SOURCE DOCUMENT:
======

U.S. Securities and Exchange Commission

April 25, 2018

Page 2

 

Summary of Fees and Expenses

 

2.We refer to footnote No. 4 to the table in which you estimate that the Fund will raise $100 million in capital over the next twelve months. Please tell us whether this assumption remains accurate in light of the amount of capital raised to date.

 

Response: The Fund has reviewed the assumptions contained in the footnotes to the Summary of Fees and Expenses table and hereby confirms that it believes them to be reasonable estimates for the following 12 months. With respect to fundraising, the Fund advises the Staff that, while it satisfied the minimum offering requirement in August 2017, it was not able to offer multiple share classes until November 2017 and was not able to co-invest with affiliates until March 2018. Therefore, the Fund has only recently been able to fully operate as intended. In addition, the Fund notes that many larger financial advisory platforms require that an issuer raise in excess of $25 million before they will place the product on their platform. The Fund expects to reach the $25 million threshold shortly, which it believes will allow for broader distribution of the offering.

 

In addition, as noted previously to the Staff, Stira Capital Markets Group, LLC (the “Dealer Manager”) has a sales team consisting of external and internal wholesalers as well as personnel in national accounts and marketing that market its products daily. The Dealer Manager believes this team will be able to leverage their current relationships with independent broker-dealers and registered investment advisers to raise the amount of capital estimated in footnote (4) to the Summary of Fees and Expenses table. Further, as noted in the Prospectus, through December 31, 2017, the Dealer Manager has raised approximately $2.0 billion in proceeds from over 40,000 investors in three public, non-listed REITs: Steadfast Income REIT, Inc., Steadfast Apartment REIT, Inc. and Steadfast Apartment REIT III, Inc., as well as a private placement debentures offering in the field of real estate. As a result of these factors, the Fund believes it is reasonable to assume that it will raise $100 million over the next 12 months.

======

DATA SECTION:
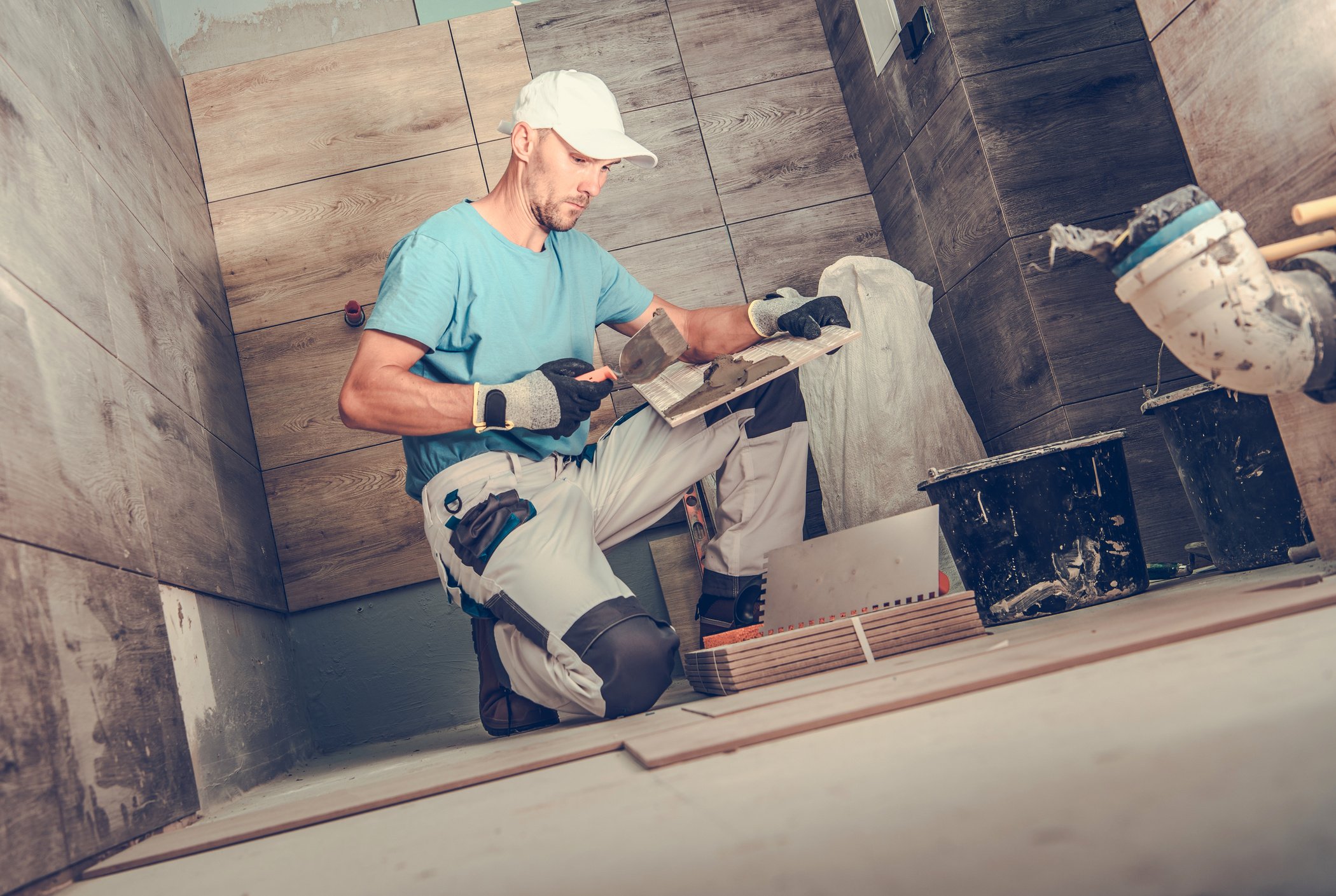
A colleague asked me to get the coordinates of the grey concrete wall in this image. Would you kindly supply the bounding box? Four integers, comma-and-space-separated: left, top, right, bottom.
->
160, 585, 316, 812
280, 523, 686, 753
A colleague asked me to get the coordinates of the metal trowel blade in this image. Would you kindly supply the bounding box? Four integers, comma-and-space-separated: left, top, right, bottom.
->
618, 308, 686, 385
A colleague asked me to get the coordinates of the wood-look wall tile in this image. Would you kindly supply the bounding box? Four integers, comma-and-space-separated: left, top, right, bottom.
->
124, 370, 283, 609
728, 196, 887, 299
1137, 0, 1193, 41
237, 312, 398, 470
124, 371, 232, 597
62, 23, 172, 253
265, 442, 436, 612
478, 140, 510, 192
938, 0, 1145, 76
1012, 214, 1193, 403
668, 0, 831, 96
872, 158, 942, 298
905, 84, 1006, 290
210, 438, 288, 612
1066, 390, 1201, 563
967, 41, 1192, 237
1154, 0, 1336, 244
985, 406, 1071, 457
450, 6, 532, 143
695, 69, 867, 223
186, 22, 473, 202
85, 162, 198, 417
835, 20, 912, 190
816, 0, 859, 62
155, 135, 231, 324
516, 0, 691, 114
0, 270, 154, 574
578, 100, 724, 251
0, 539, 75, 892
947, 243, 1059, 441
0, 542, 199, 871
170, 0, 425, 73
0, 53, 111, 347
927, 295, 984, 432
185, 271, 259, 467
69, 0, 204, 196
209, 146, 486, 333
596, 227, 747, 367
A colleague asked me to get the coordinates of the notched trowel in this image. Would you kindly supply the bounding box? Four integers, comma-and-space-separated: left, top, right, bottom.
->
617, 308, 686, 386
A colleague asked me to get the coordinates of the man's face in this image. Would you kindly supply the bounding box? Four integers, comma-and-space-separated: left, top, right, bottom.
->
524, 131, 620, 230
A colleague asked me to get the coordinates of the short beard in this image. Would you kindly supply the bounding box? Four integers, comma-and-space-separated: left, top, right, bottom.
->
528, 139, 580, 232
529, 199, 578, 232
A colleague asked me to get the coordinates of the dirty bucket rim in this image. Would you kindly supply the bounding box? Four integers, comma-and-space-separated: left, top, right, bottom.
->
1141, 379, 1224, 414
918, 429, 1127, 492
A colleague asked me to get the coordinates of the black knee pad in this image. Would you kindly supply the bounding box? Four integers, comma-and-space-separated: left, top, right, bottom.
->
580, 613, 678, 719
706, 370, 807, 438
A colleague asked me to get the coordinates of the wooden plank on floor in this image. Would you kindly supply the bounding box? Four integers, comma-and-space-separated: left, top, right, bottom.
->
186, 22, 473, 202
216, 147, 486, 333
625, 570, 1336, 768
84, 706, 700, 878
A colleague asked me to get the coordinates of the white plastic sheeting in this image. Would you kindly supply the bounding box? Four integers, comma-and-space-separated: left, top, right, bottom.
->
780, 255, 985, 590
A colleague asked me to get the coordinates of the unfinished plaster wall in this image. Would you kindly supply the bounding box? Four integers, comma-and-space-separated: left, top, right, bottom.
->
0, 0, 284, 891
818, 0, 1199, 560
159, 585, 316, 812
1139, 0, 1336, 558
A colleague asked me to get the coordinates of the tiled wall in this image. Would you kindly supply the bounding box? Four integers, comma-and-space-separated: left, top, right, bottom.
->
197, 0, 886, 609
818, 0, 1197, 560
0, 0, 284, 891
1139, 0, 1336, 558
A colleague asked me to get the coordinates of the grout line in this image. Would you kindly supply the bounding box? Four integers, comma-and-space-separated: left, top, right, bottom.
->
209, 143, 480, 205
660, 0, 748, 303
0, 533, 159, 582
261, 432, 403, 472
957, 38, 1149, 80
1137, 0, 1196, 44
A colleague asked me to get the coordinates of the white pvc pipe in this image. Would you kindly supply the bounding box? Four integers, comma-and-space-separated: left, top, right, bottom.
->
1114, 211, 1323, 394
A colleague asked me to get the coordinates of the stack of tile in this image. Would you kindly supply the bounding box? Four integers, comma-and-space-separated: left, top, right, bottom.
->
685, 591, 984, 694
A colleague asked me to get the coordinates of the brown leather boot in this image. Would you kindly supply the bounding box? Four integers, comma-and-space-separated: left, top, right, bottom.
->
696, 582, 760, 637
471, 617, 560, 737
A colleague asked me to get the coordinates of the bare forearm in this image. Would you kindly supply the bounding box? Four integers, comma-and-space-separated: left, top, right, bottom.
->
339, 366, 473, 436
683, 305, 760, 363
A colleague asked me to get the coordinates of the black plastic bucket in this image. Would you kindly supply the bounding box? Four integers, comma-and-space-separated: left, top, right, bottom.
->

======

THE REQUEST:
Answer these questions about the response to the SEC:
1. In what month and year did the Fund satisfy its minimum offering requirement?
2. How much must an issuer raise before many larger financial advisory platforms will place its product on their platform?
3. Through December 31, 2017, about how much in proceeds had the Dealer Manager raised, and from how many investors?

COMPLETE RESPONSE:
1. August 2017
2. More than $25 million
3. About $2.0 billion, from over 40,000 investors